(Records of labeled points)
-*-*-

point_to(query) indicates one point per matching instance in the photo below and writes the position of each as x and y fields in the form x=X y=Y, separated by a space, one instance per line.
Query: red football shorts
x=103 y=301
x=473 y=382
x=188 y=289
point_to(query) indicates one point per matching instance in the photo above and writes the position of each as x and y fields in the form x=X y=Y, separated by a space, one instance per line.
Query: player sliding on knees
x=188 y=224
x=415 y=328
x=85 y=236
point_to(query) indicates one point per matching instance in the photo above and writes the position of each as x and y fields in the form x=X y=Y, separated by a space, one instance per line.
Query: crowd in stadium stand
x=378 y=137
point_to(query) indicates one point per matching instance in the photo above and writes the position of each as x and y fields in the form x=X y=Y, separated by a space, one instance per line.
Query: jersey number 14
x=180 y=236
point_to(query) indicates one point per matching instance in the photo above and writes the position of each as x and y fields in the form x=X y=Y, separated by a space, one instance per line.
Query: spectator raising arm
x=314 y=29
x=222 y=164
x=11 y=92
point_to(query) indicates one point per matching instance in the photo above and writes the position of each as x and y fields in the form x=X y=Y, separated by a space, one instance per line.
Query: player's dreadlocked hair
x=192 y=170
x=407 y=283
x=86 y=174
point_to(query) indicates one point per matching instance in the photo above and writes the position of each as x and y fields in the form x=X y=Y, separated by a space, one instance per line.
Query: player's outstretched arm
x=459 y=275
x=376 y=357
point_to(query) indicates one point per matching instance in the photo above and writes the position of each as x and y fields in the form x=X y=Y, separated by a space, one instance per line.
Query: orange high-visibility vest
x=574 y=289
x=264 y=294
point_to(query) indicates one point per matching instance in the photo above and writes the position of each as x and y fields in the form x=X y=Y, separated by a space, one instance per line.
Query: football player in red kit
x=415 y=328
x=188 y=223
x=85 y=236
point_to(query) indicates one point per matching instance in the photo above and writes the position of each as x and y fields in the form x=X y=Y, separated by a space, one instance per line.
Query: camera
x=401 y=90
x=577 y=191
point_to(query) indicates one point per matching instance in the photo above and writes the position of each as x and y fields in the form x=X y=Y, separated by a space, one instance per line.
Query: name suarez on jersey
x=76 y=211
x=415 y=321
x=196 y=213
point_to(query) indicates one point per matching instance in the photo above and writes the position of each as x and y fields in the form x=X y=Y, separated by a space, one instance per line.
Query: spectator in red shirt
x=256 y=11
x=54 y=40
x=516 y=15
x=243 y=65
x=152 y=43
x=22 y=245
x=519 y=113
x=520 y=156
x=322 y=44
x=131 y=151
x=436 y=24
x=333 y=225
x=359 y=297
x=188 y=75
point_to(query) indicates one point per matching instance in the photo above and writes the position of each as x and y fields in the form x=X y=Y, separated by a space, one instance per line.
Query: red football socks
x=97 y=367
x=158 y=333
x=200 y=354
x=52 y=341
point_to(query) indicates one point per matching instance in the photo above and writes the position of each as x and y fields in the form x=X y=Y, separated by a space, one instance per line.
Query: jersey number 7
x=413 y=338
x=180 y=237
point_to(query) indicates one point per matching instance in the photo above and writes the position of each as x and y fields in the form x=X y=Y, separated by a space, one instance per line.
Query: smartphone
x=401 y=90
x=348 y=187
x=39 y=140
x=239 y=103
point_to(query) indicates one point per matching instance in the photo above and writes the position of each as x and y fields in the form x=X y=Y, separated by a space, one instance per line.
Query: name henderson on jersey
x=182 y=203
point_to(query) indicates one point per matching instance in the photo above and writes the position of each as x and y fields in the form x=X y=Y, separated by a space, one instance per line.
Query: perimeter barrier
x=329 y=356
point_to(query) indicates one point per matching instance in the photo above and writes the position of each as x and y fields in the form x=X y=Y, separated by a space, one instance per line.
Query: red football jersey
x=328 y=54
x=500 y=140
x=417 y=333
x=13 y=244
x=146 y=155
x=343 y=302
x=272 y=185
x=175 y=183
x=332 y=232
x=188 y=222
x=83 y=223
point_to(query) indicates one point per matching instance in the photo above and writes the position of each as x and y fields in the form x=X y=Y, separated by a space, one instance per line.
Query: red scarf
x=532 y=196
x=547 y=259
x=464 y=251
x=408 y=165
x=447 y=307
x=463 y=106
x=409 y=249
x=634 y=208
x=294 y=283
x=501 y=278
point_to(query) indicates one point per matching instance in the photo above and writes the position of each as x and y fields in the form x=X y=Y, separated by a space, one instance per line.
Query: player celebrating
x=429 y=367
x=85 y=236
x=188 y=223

-*-*-

### Short task
Edit the listing above by replacing every occurrence of "separated by a space" with "separated by a comma", and leave all other text unchanged.

### Task solution
point_to(query) indicates one point per matching instance in the photo below and writes the position of each as x and y fields in the form x=X y=Y, separated by a comma, one instance per line.
Query: red football shorts
x=103 y=301
x=473 y=382
x=188 y=289
point_to(query) indicates one point per matching instance in the photo above and writes the position of each as x and y fields in the form x=X y=Y, separated by a comma, one instance per line.
Query: player sliding on knees
x=188 y=224
x=415 y=328
x=85 y=236
point_to(query) indicates one point per matching instance in the photo above and writes the position of each as x and y fields in the form x=X y=Y, separated by a comma, one instance per line.
Query: crowd in stadium stand
x=378 y=137
point_to(query) indicates one point per matching instance in the photo above and writes the position of each as x and y fields in the form x=X y=Y, separated by a comma, one instance per line.
Query: jersey number 14
x=180 y=236
point_to(query) indicates one point per matching instance in the photo above and writes the position of each as x and y fields in the form x=X y=Y, separated by a comma, one instance per line.
Query: spectator raising arm
x=314 y=29
x=222 y=164
x=11 y=92
point_to(query) indicates one point per matching instance in the photo above and writes the position of each as x and y fields in the form x=X y=Y, separated by a comma, one instance per line.
Query: player's dreadlocked hair
x=192 y=170
x=407 y=283
x=86 y=174
point_to(query) indicates one point per matching instance in the photo above and writes the position of each as x and y fields in the form x=X y=Y, separated by a comma, one instance per line.
Query: player's outstretched arm
x=459 y=275
x=376 y=357
point_to(query) indicates one point per matching instance in the photo above and writes the position of each as x and y fields in the form x=X y=Y, separated by a comma, one instance per line.
Query: orange high-visibility vest
x=574 y=289
x=264 y=294
point_to(query) indicates one point per matching instance in the photo above and writes the position of each as x and y fields in the form x=X y=Y, separated by a comma, one instance per line.
Query: football player in red kit
x=415 y=328
x=188 y=223
x=85 y=236
point_to(query) indicates one point per matching instance in the photo above and writes the position of each as x and y fields in the form x=X y=Y, separated by a comma, one instance per line.
Query: camera
x=401 y=90
x=577 y=191
point_to(query) indicates one point per matching instance in the photo above and writes the position of each as x and y fields in the form x=X y=Y, separated by a comma, one instance per line.
Query: name suarez on jersey
x=76 y=211
x=415 y=321
x=196 y=213
point_to(query) indicates one point per matching instance in the photo above and writes the position of each as x and y fields in the form x=X y=Y, separated by a comma, one instance per line.
Query: spectator in red shirt
x=256 y=11
x=54 y=40
x=516 y=15
x=243 y=65
x=152 y=43
x=22 y=245
x=519 y=113
x=520 y=156
x=322 y=44
x=131 y=151
x=436 y=24
x=333 y=225
x=359 y=297
x=188 y=75
point_to(query) indicates one point per matching instance in the photo above and writes the position of each as x and y fields in the form x=X y=Y, separated by a comma, one instance per line.
Query: red football socks
x=97 y=367
x=158 y=333
x=200 y=354
x=52 y=341
point_to(query) indicates one point per matching instance in the photo above and writes the position of each as x and y fields in the form x=X y=Y, separated by a comma, one instance per line.
Query: jersey number 7
x=413 y=338
x=180 y=237
point_to(query) indicates one point per matching instance in the photo above and writes the position of each as x and y fields in the form x=X y=Y, separated by a comma, one instance per line.
Query: smartphone
x=401 y=90
x=348 y=187
x=39 y=140
x=239 y=103
point_to(query) indicates one point per matching instance in the photo above and writes the position of each as x and y fields in the form x=X y=Y, separated by a comma, one instance per line.
Query: name henderson on jersey
x=182 y=203
point_to(query) indicates one point per matching instance in the photo above and writes the position of each as x and y fields in the form x=X y=Y, separated by a comma, one instance per line.
Query: perimeter barrier
x=329 y=356
point_to(query) indicates one point per matching instance in the photo above and writes the position of each as x and y fields in the form x=X y=Y, separated by a comma, one instance per line.
Query: red football jersey
x=328 y=54
x=500 y=140
x=417 y=333
x=13 y=244
x=146 y=155
x=343 y=302
x=272 y=185
x=175 y=183
x=332 y=232
x=188 y=222
x=83 y=223
point_to(query) indicates one point per matching instance in the photo above and writes the position of each as x and y fields in the form x=X y=Y, separated by a comma, one instance per line.
Query: red scarf
x=532 y=196
x=547 y=259
x=464 y=251
x=408 y=165
x=447 y=307
x=463 y=106
x=409 y=249
x=634 y=208
x=294 y=283
x=501 y=278
point_to(query) indicates one point per matching instance in the photo above and writes the position of each as x and y fields in the form x=X y=Y, separated by a comma, one instance per line.
Query: player celebrating
x=429 y=367
x=85 y=236
x=188 y=223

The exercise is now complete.